• _SEITENTEXT_:
══════════
Kapitalismus und Landwirtschaft

Der Kapitalismus wird bodenständig

Die Konkurrenz um die Nahrungsmittelressourcen der Erde wird härter. Ackerland ist begehrter denn je, sowohl Regierungen als auch Fonds kaufen es auf.

Eine der letzten großen theoretischen Debatten unter marxistischen Wissenschaftlern, einer Spezies, die vom Aussterben bedroht scheint, rankte sich in den siebziger Jahren, angestoßen durch die Weltsystemtheorie vor allem Immanuel Wallersteins und einige Thesen Robert Brenners, um die Ursprünge des Kapitalismus. Es ging um die Frage, ob das Handelskapital für die Expansion dieser historisch neuen Produktionsweise verantwortlich gewesen sei oder aber erst die Umwälzung der Landwirtschaft langfristig diesen Prozess habe in Gang setzen können.
Punktsieger war damals der zurzeit in Los Angeles lehrende Historiker und Ökonom Brenner. Vor allem anhand der englischen Entwicklung des späten 17. und frühen 18. Jahrhunderts wies er nach, dass die Warenform von Arbeit und Boden die Grundvoraussetzung der kapitalistischen Produktionsweise war und ist. Erst die Trennung der Bauern von ihrem Land – zumeist ein brutaler Prozess von Einhegung, von der Privatisierung öffentlich genutzten Landes und von Vertreibung – sowie ihre Verwandlung in Lohnarbeiter ermöglichte die Bildung größerer Einheiten und die Bearbeitung des Bodens mittels moderner Technik, ebenso wie die Errichtung von Fabriken, Büros und später auch von Internet-Cafés. Der US-amerikanische Marxist Loren Goldner hat dies in der Formel zusammengefasst, Kapitalismus bedeute »in erster Linie die Umwälzung der Landwirtschaft«.
══════════
• _AUFGABE 1_:
Gib aus dem Text über Kapitalismus und Landwirtschaft alles von "Der Kapitalismus wird" bis hinunter zu "kaufen es auf." wortgetreu zurück.
Der Text und die Datensätze stammen aus unterschiedlichen Quellen.

[Datensätze zur Bildannotation mit Begrenzungsrahmen]
══════════
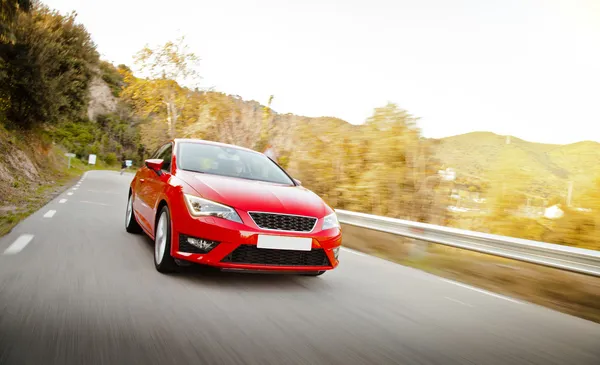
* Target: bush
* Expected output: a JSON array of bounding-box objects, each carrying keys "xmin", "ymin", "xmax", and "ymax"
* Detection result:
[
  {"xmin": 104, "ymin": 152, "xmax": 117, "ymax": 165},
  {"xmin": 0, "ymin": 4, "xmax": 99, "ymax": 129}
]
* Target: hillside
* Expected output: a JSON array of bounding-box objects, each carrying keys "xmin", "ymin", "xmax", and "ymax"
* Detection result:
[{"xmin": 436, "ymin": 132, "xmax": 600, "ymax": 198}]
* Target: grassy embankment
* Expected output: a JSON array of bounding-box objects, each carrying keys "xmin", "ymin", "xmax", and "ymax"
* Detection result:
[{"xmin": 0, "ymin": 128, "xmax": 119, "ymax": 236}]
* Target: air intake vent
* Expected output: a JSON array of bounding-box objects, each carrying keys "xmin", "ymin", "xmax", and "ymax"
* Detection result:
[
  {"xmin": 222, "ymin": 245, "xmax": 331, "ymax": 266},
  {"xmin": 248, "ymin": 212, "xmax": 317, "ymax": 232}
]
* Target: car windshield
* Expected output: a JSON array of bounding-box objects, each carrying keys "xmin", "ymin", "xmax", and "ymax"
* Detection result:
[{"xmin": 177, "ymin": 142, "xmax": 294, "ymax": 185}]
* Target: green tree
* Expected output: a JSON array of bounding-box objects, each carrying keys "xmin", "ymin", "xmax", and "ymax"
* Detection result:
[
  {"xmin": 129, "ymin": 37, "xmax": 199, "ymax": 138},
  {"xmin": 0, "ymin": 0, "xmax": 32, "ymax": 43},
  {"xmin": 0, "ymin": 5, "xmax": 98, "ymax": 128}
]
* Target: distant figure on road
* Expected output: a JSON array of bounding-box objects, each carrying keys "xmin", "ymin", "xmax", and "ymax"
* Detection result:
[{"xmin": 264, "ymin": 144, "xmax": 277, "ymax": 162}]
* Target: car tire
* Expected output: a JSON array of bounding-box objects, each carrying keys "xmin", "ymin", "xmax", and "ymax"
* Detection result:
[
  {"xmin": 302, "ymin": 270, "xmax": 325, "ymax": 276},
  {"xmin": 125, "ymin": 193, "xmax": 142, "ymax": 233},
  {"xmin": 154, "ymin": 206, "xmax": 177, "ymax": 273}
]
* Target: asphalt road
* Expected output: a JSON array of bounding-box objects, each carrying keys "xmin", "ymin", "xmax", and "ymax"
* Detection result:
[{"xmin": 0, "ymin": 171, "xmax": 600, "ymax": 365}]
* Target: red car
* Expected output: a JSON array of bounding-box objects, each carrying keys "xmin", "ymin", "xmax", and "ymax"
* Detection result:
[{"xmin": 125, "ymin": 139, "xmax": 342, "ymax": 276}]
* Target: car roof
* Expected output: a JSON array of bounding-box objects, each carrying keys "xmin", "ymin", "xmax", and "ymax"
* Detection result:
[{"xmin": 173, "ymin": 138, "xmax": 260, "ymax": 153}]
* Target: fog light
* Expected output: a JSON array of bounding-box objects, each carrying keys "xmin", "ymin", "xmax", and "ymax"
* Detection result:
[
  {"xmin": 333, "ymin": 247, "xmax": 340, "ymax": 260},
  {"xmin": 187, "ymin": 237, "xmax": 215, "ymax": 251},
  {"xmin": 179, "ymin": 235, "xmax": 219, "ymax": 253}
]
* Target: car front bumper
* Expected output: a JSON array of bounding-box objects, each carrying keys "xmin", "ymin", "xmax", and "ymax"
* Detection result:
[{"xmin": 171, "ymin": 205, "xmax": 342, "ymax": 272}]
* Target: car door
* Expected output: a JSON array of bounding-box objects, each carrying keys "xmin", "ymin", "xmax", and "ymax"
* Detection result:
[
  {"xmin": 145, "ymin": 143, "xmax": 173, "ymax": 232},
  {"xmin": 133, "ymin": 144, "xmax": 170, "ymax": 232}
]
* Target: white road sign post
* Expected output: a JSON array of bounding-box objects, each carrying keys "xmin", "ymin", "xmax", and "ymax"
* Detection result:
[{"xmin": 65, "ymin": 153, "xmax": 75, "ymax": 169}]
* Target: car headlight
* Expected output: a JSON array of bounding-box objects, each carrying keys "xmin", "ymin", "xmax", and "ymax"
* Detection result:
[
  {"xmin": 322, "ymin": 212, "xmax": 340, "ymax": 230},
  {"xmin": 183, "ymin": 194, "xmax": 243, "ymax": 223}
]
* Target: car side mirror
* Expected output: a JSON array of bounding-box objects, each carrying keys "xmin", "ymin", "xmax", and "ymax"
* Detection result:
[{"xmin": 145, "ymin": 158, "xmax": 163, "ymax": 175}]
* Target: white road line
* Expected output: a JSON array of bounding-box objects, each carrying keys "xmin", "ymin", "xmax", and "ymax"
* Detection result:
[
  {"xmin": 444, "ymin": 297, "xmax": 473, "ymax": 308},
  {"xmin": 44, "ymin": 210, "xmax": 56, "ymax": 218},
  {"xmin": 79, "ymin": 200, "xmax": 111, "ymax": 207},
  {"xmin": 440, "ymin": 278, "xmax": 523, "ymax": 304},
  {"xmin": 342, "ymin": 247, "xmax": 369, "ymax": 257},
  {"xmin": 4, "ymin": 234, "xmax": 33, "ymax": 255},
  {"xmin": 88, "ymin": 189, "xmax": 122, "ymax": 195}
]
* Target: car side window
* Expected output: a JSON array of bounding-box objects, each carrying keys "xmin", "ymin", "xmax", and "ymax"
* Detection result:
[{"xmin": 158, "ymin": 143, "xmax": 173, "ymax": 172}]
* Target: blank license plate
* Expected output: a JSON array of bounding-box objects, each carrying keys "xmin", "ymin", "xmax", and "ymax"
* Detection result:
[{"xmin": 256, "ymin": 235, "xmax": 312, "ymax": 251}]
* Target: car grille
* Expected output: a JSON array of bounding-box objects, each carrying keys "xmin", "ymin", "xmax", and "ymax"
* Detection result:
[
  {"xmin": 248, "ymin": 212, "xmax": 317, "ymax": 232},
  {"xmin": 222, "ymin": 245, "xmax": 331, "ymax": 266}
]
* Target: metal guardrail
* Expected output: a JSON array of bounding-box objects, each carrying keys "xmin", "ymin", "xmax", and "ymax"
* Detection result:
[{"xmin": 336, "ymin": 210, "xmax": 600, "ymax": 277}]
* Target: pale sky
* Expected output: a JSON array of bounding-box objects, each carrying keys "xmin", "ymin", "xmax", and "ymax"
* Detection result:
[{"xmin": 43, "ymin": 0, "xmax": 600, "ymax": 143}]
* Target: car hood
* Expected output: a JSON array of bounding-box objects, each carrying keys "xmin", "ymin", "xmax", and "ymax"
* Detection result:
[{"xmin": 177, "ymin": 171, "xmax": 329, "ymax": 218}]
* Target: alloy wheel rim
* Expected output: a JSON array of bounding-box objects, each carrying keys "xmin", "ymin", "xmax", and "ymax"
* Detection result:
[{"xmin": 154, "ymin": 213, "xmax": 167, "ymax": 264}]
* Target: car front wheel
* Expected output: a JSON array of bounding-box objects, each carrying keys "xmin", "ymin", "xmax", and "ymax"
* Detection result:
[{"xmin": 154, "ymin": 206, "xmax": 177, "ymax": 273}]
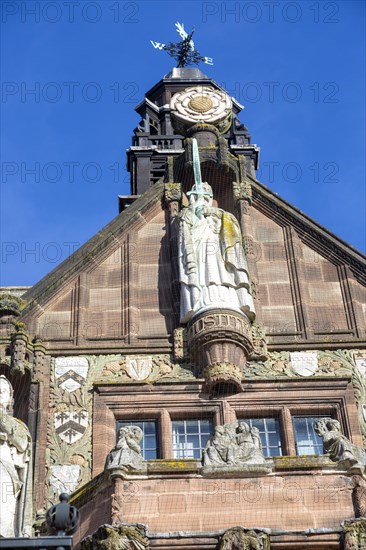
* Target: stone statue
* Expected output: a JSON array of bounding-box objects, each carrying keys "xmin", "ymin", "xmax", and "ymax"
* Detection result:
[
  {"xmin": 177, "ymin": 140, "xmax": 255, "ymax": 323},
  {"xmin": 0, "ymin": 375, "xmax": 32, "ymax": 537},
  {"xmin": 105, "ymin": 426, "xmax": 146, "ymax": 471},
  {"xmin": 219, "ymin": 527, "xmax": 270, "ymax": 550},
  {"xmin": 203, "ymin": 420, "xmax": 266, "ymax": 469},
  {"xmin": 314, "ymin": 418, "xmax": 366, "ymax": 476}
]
══════════
• _AUFGABE 2_:
Gib alle Zeilen der Datensätze von der Zeile mit "Target: car hood" bis einschließlich zum Ende der Datensätze als Markdown-Tabelle mit den Spalten „Nr“ und „Zeile“ aus. Lass dabei Leerzeilen und die Bilder weg.

• _MUSTERLÖSUNG 1_:
Der Kapitalismus wird bodenständig

Die Konkurrenz um die Nahrungsmittelressourcen der Erde wird härter. Ackerland ist begehrter denn je, sowohl Regierungen als auch Fonds kaufen es auf.

• _MUSTERLÖSUNG 2_:
| Nr | Zeile |
|---|---|
| 1 | * Target: car hood |
| 2 | * Expected output: a JSON array of bounding-box objects, each carrying keys "xmin", "ymin", "xmax", and "ymax" |
| 3 | * Detection result: |
| 4 | [{"xmin": 177, "ymin": 171, "xmax": 329, "ymax": 218}] |
| 5 | * Target: alloy wheel rim |
| 6 | * Expected output: a JSON array of bounding-box objects, each carrying keys "xmin", "ymin", "xmax", and "ymax" |
| 7 | * Detection result: |
| 8 | [{"xmin": 154, "ymin": 213, "xmax": 167, "ymax": 264}] |
| 9 | * Target: car front wheel |
| 10 | * Expected output: a JSON array of bounding-box objects, each carrying keys "xmin", "ymin", "xmax", and "ymax" |
| 11 | * Detection result: |
| 12 | [{"xmin": 154, "ymin": 206, "xmax": 177, "ymax": 273}] |
| 13 | * Target: stone statue |
| 14 | * Expected output: a JSON array of bounding-box objects, each carrying keys "xmin", "ymin", "xmax", and "ymax" |
| 15 | * Detection result: |
| 16 | [ |
| 17 |   {"xmin": 177, "ymin": 140, "xmax": 255, "ymax": 323}, |
| 18 |   {"xmin": 0, "ymin": 375, "xmax": 32, "ymax": 537}, |
| 19 |   {"xmin": 105, "ymin": 426, "xmax": 146, "ymax": 471}, |
| 20 |   {"xmin": 219, "ymin": 527, "xmax": 270, "ymax": 550}, |
| 21 |   {"xmin": 203, "ymin": 420, "xmax": 266, "ymax": 469}, |
| 22 |   {"xmin": 314, "ymin": 418, "xmax": 366, "ymax": 476} |
| 23 | ] |